• **小課題 1**
次の(a)〜(c)がページ抜粋の内容と一致するかを判定してください。(a)一局目で先手となったのは渡辺和史五段である。(b)エントリーチームの3人はいずれも初出場である。(c)一局目は折田四段の勝ちで終わった。それぞれ「はい」か「いいえ」で答え、根拠となる語句をページ抜粋からそのまま引用して添えてください。
• **小課題 2**
ページ抜粋から、「一局目:渡辺和史五段 vs 折田翔吾四段」を含む箇所で始まり「まえ即詰みに討ち取りました。」で終わる部分を、一字も変えずに引用してください。

7月16日に、ABEMAトーナメントの予選Eリーグ第二試合が放映されました。第一試合でチーム藤井を撃破したチーム渡辺「マンモス」と、エントリートーナメントを勝ち上がった3人がチームを組むエントリーチーム「下克上」の顔合わせとなりました。チーム渡辺は第一試合でも勝ち星を挙げた近藤誠也七段と渡辺和史五段が、好調のリーダーを支えます。エントリーチームは、いずれも初出場となる折田翔吾四段、黒田尭之五段、冨田誠也四段の3人が力を合わせて強豪に挑みます。

一局目:渡辺和史五段 vs 折田翔吾四段

エントリーチームは一局目からリーダーが登場します。先手となった折田四段が相掛かりに誘導し、先に飛先の歩を交換します。渡辺五段が角道を開けると、折田四段は飛先の歩を合わせて再度交換します。渡辺五段が角を交換して銀を上がって受け銀冠の形を作ると、折田四段はノータイムで▲4六角と打ちます。作戦会議室では渡辺名人が「えーっ!予定だね」と声を上げています。渡辺五段が△4二角と打って受けると、お互いに駒組みに戻って折田四段は金矢倉に組みます。折田四段が▲2六銀と上がって棒銀を見せると、渡辺五段は△4五歩と突いて角を追います。渡辺五段は8筋の歩を突き捨て、銀で取らせてから6筋の歩も突き捨てますが、作戦会議室では渡辺名人が一手一手ダメ出しをしています。渡辺五段は△6五同桂と跳ね、桂を取らせる代わりに銀を前進させて△7六銀と攻め込みます。折田四段が▲9五角と飛び出すと、残り10秒を切った渡辺五段は飛車を寄って角成を防ぎます。折田四段は▲7四歩と垂らして飛車で取らせて▲6二角成と馬を作りますが、渡辺五段は金銀交換してから△7六金と打って7筋突破を図ります。折田四段が▲7八玉と寄って顔面受けすると、渡辺五段は△5三角と打って先手の馬の位置を変えます。折田四段は▲7四金と打って飛車を追い、玉の上部脱出を図りますますが、渡辺五段は角を銀と刺し違えて竜を作ります。渡辺五段が△7六銀と引いて王手すると、作戦会議室では冨田四段が「痛ってぇ」と叫びます。渡辺五段は△7三角の王手竜取りから竜を取り、2枚飛車で入玉してきた先手玉を捕まえ即詰みに討ち取りました。

• **提供項目**
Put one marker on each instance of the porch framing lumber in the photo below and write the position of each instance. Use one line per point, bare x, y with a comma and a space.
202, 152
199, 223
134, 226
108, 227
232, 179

• **最終結果 1**
(a) いいえ。「先手となった折田四段が相掛かりに誘導し」
(b) はい。「いずれも初出場となる折田翔吾四段、黒田尭之五段、冨田誠也四段の3人」
(c) いいえ。「渡辺五段は△7三角の王手竜取りから竜を取り、2枚飛車で入玉してきた先手玉を捕まえ即詰みに討ち取りました」

• **最終結果 2**
一局目:渡辺和史五段 vs 折田翔吾四段

エントリーチームは一局目からリーダーが登場します。先手となった折田四段が相掛かりに誘導し、先に飛先の歩を交換します。渡辺五段が角道を開けると、折田四段は飛先の歩を合わせて再度交換します。渡辺五段が角を交換して銀を上がって受け銀冠の形を作ると、折田四段はノータイムで▲4六角と打ちます。作戦会議室では渡辺名人が「えーっ!予定だね」と声を上げています。渡辺五段が△4二角と打って受けると、お互いに駒組みに戻って折田四段は金矢倉に組みます。折田四段が▲2六銀と上がって棒銀を見せると、渡辺五段は△4五歩と突いて角を追います。渡辺五段は8筋の歩を突き捨て、銀で取らせてから6筋の歩も突き捨てますが、作戦会議室では渡辺名人が一手一手ダメ出しをしています。渡辺五段は△6五同桂と跳ね、桂を取らせる代わりに銀を前進させて△7六銀と攻め込みます。折田四段が▲9五角と飛び出すと、残り10秒を切った渡辺五段は飛車を寄って角成を防ぎます。折田四段は▲7四歩と垂らして飛車で取らせて▲6二角成と馬を作りますが、渡辺五段は金銀交換してから△7六金と打って7筋突破を図ります。折田四段が▲7八玉と寄って顔面受けすると、渡辺五段は△5三角と打って先手の馬の位置を変えます。折田四段は▲7四金と打って飛車を追い、玉の上部脱出を図りますますが、渡辺五段は角を銀と刺し違えて竜を作ります。渡辺五段が△7六銀と引いて王手すると、作戦会議室では冨田四段が「痛ってぇ」と叫びます。渡辺五段は△7三角の王手竜取りから竜を取り、2枚飛車で入玉してきた先手玉を捕まえ即詰みに討ち取りました。